#### COMPITO
Estrai dai record seguenti tutte le righe che contengono la parola "coat".

Estratti da dati di annotazione a punti:
· · · · ·

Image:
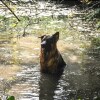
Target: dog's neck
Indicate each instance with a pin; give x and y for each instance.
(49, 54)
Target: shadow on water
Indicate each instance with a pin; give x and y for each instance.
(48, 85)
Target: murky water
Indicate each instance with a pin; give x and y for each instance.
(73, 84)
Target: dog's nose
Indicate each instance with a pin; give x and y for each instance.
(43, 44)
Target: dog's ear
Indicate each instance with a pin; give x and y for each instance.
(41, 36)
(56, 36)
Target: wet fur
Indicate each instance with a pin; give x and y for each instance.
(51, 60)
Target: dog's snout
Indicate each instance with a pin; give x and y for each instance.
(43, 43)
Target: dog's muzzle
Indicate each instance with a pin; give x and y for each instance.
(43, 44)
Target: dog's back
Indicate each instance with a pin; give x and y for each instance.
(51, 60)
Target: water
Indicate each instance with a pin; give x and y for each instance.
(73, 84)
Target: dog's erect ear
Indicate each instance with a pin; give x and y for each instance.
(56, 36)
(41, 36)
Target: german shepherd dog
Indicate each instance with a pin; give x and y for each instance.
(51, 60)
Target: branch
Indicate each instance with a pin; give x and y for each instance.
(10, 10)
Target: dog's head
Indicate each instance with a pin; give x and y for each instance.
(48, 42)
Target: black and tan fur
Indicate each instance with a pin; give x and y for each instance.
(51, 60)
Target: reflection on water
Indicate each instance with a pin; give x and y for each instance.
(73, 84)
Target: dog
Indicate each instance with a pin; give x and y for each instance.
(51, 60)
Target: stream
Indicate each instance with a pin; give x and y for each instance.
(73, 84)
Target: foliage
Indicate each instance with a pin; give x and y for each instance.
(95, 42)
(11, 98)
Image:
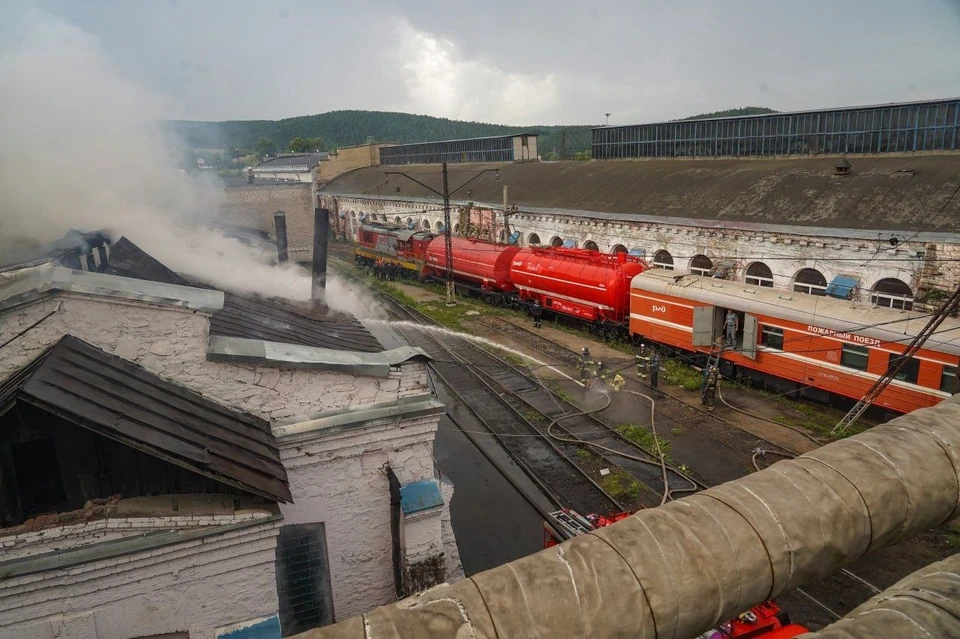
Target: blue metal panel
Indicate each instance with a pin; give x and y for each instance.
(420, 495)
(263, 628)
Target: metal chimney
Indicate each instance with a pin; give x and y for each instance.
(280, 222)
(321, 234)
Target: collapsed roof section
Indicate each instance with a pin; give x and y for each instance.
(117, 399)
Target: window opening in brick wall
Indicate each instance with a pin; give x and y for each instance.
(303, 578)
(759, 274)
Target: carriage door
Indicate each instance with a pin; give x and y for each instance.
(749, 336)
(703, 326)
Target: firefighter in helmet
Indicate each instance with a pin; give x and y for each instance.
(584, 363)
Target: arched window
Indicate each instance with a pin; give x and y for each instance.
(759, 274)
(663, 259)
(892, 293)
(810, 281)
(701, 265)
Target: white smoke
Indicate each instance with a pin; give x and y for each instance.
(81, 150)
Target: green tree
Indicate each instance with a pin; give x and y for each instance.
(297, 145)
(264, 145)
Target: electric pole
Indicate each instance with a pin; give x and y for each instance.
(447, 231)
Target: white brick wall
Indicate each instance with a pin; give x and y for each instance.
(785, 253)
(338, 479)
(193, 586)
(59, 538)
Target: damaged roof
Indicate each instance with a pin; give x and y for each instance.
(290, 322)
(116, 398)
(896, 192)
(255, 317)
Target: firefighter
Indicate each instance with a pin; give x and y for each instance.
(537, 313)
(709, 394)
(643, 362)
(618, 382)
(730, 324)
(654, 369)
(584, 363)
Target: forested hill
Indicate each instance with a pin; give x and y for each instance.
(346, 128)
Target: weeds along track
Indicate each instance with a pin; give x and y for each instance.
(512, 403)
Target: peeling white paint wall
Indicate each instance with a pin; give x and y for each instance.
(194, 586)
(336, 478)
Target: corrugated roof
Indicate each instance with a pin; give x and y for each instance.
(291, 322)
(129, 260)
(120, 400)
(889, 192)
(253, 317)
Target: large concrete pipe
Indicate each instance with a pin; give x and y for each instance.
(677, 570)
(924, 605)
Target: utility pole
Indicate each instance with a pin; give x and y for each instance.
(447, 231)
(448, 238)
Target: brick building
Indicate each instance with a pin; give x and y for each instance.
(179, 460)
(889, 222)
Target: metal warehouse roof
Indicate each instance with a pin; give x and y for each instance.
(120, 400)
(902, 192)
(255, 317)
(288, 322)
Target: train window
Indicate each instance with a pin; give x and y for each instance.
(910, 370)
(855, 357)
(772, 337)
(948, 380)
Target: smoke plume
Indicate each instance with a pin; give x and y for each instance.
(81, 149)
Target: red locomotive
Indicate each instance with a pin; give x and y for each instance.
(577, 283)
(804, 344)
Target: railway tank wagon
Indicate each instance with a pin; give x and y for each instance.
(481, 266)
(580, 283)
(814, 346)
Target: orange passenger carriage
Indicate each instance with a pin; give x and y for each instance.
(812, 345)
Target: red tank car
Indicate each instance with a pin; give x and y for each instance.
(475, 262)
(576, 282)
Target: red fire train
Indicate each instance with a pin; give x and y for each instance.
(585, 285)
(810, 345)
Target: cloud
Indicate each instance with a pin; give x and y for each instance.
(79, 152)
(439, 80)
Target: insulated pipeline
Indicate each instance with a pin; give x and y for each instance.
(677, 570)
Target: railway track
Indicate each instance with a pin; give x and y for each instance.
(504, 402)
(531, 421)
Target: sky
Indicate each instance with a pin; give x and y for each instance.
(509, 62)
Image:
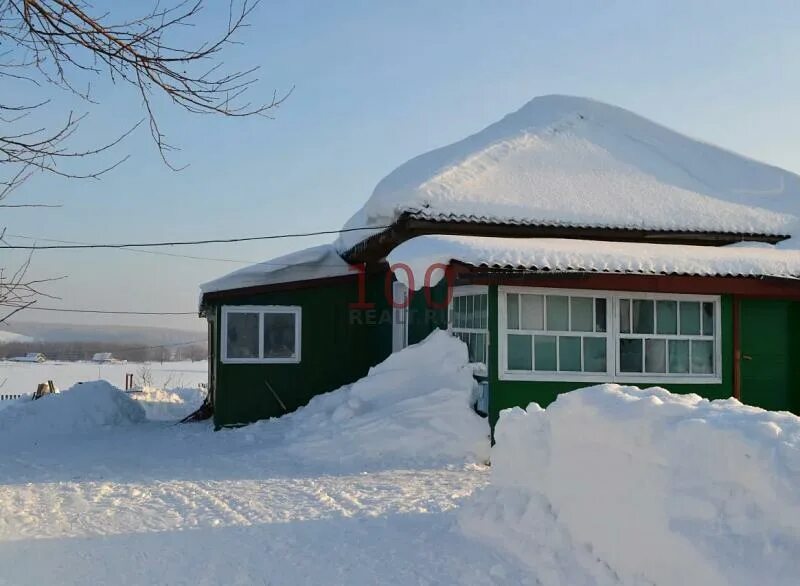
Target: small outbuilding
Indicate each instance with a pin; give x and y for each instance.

· · · · ·

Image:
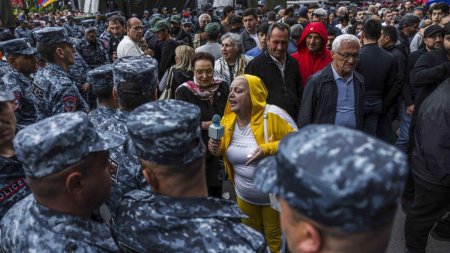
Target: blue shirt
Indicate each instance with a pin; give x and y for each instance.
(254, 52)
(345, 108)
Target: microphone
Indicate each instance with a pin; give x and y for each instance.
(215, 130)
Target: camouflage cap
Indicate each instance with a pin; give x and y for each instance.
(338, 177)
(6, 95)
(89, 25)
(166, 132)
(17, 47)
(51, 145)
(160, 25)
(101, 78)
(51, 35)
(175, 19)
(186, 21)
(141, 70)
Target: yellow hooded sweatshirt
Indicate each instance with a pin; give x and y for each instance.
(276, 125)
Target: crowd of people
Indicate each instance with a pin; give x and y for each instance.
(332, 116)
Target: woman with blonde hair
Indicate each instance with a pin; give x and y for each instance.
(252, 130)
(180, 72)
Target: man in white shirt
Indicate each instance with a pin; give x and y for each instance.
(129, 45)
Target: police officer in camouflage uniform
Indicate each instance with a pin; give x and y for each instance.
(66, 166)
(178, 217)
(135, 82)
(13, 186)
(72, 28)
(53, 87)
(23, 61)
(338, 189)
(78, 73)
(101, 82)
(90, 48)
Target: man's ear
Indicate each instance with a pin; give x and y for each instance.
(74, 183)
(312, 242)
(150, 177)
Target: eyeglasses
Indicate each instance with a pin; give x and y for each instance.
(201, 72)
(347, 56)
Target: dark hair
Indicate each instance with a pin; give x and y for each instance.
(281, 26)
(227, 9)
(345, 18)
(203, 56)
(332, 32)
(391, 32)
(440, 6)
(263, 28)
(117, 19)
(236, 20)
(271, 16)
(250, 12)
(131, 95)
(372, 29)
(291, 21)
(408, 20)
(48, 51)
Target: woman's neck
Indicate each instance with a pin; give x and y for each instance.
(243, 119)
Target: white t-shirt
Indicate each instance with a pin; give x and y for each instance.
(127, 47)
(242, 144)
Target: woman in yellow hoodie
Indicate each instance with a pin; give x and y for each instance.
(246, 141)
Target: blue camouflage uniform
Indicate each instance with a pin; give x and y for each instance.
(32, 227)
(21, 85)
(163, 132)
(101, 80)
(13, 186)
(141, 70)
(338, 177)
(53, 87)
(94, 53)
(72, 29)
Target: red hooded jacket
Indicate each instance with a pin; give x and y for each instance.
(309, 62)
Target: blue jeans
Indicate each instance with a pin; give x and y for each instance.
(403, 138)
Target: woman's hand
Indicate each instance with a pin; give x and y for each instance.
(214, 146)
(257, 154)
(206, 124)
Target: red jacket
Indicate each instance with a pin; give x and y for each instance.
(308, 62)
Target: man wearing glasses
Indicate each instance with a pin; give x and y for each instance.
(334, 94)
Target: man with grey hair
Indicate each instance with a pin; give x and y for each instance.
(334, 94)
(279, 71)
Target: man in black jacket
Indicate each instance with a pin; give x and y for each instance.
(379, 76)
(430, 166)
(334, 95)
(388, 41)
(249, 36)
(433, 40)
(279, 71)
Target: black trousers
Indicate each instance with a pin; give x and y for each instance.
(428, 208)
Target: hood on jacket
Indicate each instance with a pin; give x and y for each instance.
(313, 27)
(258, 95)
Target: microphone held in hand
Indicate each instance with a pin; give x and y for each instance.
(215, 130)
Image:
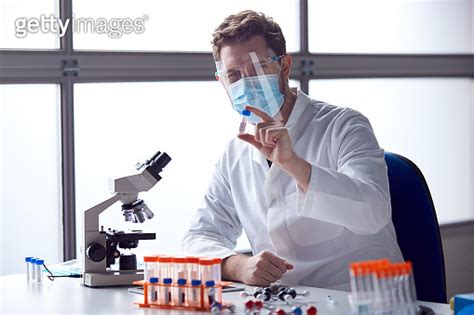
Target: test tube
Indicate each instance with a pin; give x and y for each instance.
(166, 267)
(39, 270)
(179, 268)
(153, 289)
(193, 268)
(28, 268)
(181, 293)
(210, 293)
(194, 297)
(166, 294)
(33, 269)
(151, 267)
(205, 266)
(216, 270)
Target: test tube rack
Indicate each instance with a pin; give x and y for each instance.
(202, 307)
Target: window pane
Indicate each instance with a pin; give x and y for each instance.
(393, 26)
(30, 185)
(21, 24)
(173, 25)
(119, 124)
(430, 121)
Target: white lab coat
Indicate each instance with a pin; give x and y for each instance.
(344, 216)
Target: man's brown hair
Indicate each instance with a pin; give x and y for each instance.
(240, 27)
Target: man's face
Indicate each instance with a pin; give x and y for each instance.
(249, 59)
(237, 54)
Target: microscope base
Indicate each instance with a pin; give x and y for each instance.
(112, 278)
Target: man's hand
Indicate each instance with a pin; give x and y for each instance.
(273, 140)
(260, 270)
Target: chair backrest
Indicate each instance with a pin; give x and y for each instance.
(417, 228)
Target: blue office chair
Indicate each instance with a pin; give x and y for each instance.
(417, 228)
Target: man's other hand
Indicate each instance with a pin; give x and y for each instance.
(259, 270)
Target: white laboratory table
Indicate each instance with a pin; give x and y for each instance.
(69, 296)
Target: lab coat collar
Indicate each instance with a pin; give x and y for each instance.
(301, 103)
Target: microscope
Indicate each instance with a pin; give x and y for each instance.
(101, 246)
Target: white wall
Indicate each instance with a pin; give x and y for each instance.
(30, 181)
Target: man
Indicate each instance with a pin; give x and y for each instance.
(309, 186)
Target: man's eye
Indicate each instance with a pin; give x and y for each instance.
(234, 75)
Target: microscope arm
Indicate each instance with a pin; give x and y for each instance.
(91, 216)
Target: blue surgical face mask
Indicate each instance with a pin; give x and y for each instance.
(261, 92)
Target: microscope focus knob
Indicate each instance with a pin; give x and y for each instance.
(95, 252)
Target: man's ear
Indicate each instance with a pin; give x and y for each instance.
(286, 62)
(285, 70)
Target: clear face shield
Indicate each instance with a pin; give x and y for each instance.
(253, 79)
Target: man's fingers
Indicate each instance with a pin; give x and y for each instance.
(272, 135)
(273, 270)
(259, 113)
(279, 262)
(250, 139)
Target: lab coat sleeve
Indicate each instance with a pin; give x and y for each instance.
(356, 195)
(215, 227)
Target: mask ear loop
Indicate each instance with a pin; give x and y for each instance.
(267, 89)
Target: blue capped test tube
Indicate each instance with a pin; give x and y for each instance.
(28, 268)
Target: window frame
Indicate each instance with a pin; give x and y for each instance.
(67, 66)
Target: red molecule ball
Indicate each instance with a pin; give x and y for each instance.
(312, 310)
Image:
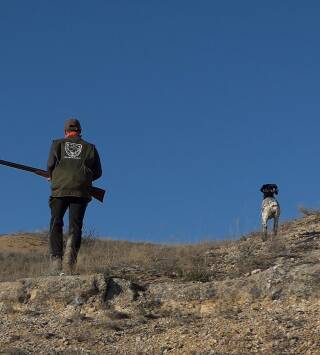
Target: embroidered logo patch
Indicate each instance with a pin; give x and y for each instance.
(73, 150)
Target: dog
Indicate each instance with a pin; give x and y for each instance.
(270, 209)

· · · · ·

#### RISULTATO FINALE
Target: white lab coat
Target: lab coat collar
Target: lab coat sleeve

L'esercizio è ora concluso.